6. Relaxing at the hotel pool is pretty fabulous.
7. It's always good to make sure the room service people actually swipe your card before they tell you it's not working, causing you to spend $20 on an international phonecall to your bank only to find out the charge was never even attempted. Whew.
8. It's not that fun to lose your return bus ticket. It IS pretty fun when the driver tells you not to worry about it.
9. Make sure you get your passport stamped at the right border when crossing back in. It would pretty much cause you to wail and gnash your teeth to forget that. 

All humor aside, we came back from our trip with very thankful hearts. Over and over, we saw how God protected and provided for us. From being able to exchange money right at the border (money we'd need as soon as we got to Mexico, for the hospital), to being allowed on the bus with no ticket and no pesos left in our possession to purchase a new one, to not missing the passport stamping at the border, to our only debit card working (our other one got messed up the day before we left home), to the people in Mexico being very warm and friendly, and most of all, to our precious Jackson being healed and well again. We were amazed how God provided the clinic with a very good doctor. As I sat by my very sick boy and prayed for him, asking God to wake others to pray for us, He answered, and my mom (who had no idea what was going on) woke up several times that night praying for us. He also showed His care for us in a real way when I stood at the bus station, scared for Jack, tears rolling down my face, and a sweet lady came and felt his forehead, comforted me and told us where the hospital was.
God is so good, and we praise Him.
And this is one adventure we won't soon forget!

Monday, January 5

My Christmas Eve Miracle

It might not seem like a big deal, and I think I even tried to talk myself into believing that. So what if I didn't have a piano? I have always been grateful that my parents did everything to make sure I had one ever since I was about 6. I had owned several variations on pianos...old, older, scratched keys, gently used, etc., but I had never owned a brand-new piano until my hubby bought one for me our second year of marriage. 
I loved that Yamaha. It was electronic, but felt and sounded just like the real deal, and best of all, it never needed tuning.
It moved from Air Force base to Air Force base, to cold New York, and even lost a leg on its way to Florida, but it was a part of every home we made together for almost 14 years. I taught several children to play on that keyboard, including my own, and I knew I'd have to part with it when we left for Guatemala.

Supplied data:

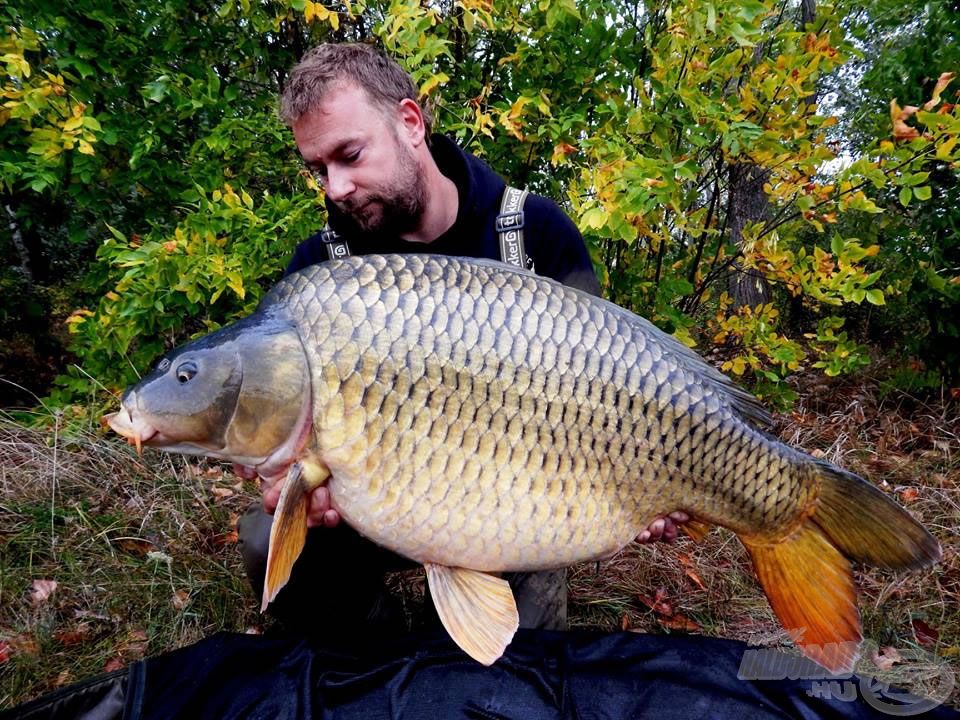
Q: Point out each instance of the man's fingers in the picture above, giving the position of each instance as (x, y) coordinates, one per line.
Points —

Exercise instructions:
**a)** Echo the Mexico trip and piano blog excerpt word for word, between "6. Relaxing at" and "to forget that.", inclusive.
**b)** Carry on the Mexico trip and piano blog excerpt from its last sentence.
The lines after the Mexico trip and piano blog excerpt are separate material.

Outputs in order:
**a)**
6. Relaxing at the hotel pool is pretty fabulous.
7. It's always good to make sure the room service people actually swipe your card before they tell you it's not working, causing you to spend $20 on an international phonecall to your bank only to find out the charge was never even attempted. Whew.
8. It's not that fun to lose your return bus ticket. It IS pretty fun when the driver tells you not to worry about it.
9. Make sure you get your passport stamped at the right border when crossing back in. It would pretty much cause you to wail and gnash your teeth to forget that.

**b)**
I was sad to say good-bye, but thrilled that it was going to be owned by a student of mine who loved to play and would treasure it. When we got to Guatemala, a piano had to take low priority on the list of things to purchase. When you're furnishing an entire house...and by that, I mean the oven, the refrigerator, everything.....a piano is definitely a luxury.
So, we admired a lovely keyboard or two from afar, but never were serious. 
Until Christmas Eve, when my friend Nancy forwarded me an email that a missionary needed to sell an almost-new piano. 
That just so happened to be the same kind I'd seen in the city.
Except nicer. 
And less than half-price.

Oh, and did I mention that some generous people we don't even know well picked that exact day to deposit money in our account, money that added to donations from the day before covered the cost?

Steve didn't even blink. He and my dad jumped in the car (while Mom, Mel and I were busy making Christmas Eve dinner and getting ready for church). He had to go to 5 (yes, 5!!) ATMs to get the cash (everything is done in cash here...even our rent) to get out the money, and he had to beat anyone else who wanted the piano (is that a good missionary thing to wish for?!)
Well, he did , and I spent part of Christmas Eve playing carols on my new piano. An added gift is the fact that my kids love it and are excited to "relearn" how to play. 
The best part of all was feeling loved and cared for by a personal Father who gave me a gift He knew would mean something so precious to me. I feel very treasured and humbled by His love. Thank You for my gift.